Give back every line of the listing below word for word, leaving out the pictures.

—————

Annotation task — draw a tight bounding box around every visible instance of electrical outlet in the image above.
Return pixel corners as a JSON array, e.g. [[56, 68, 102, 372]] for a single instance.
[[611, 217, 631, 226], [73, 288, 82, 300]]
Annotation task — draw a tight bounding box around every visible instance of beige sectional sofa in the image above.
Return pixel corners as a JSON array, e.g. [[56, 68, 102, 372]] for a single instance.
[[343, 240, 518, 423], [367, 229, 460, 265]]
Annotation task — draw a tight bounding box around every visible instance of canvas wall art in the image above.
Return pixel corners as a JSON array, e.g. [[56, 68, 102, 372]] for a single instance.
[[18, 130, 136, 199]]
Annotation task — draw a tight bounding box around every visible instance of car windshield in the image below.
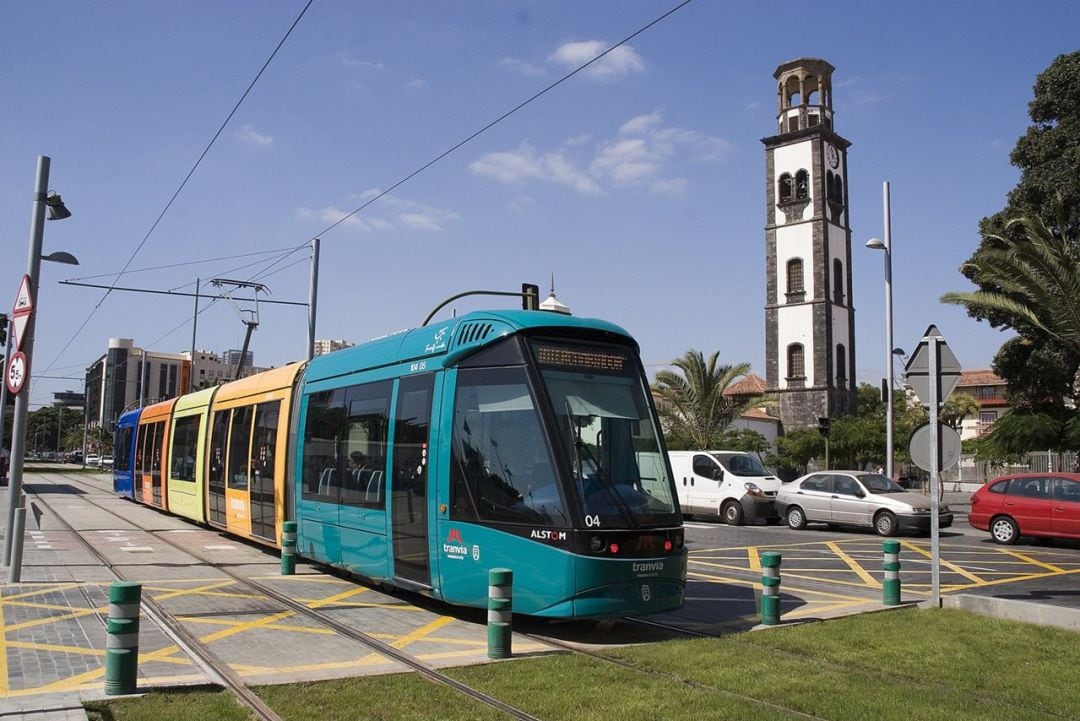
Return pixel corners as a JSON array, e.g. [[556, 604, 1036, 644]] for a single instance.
[[713, 453, 772, 476], [859, 473, 906, 493]]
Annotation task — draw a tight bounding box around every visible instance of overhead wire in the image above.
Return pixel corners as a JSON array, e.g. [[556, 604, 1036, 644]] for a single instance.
[[45, 0, 314, 371], [243, 0, 693, 278]]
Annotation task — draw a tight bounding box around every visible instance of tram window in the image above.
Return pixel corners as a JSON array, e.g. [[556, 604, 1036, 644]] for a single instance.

—————

> _The output_
Annotation task — draw a tight bounding box around every visible instance of electrical outlet in the image above.
Return pixel corners as a JSON array, e.g. [[56, 68, 102, 372]] for a single instance.
[[611, 217, 631, 226], [73, 288, 82, 300]]
Annotation task — draw a tight bounding box around every visible instance of beige sectional sofa in the image above.
Return pixel corners as a JSON array, e.g. [[56, 68, 102, 372]] for a single instance.
[[343, 240, 518, 423], [367, 229, 460, 265]]
Annotation task — draw a tight bounding box around every visible instance of canvas wall art in the image above.
Return pixel corners as a JSON array, e.g. [[56, 68, 102, 372]] for a single instance.
[[18, 130, 136, 199]]
Annotation task — draw a tight bounding box around every visible instance of car windshield in the image below.
Return pixel corners as a JSON array, e.g. [[556, 604, 1036, 644]] for a single instance.
[[713, 453, 772, 476], [859, 473, 906, 493]]
Annotation task — draw a tight bounding box around every visible instance of overhead wire in the image above.
Return pixel corners as a JSON array, e.g. [[556, 604, 1036, 644]] for a single instance.
[[45, 0, 314, 371], [243, 0, 693, 278]]
Annotation task — draw a tight bounding box around every visible instance of tram window in the image above.
Return pixel corners as a JSON array, e.g. [[556, 604, 1036, 644]] for a single instance.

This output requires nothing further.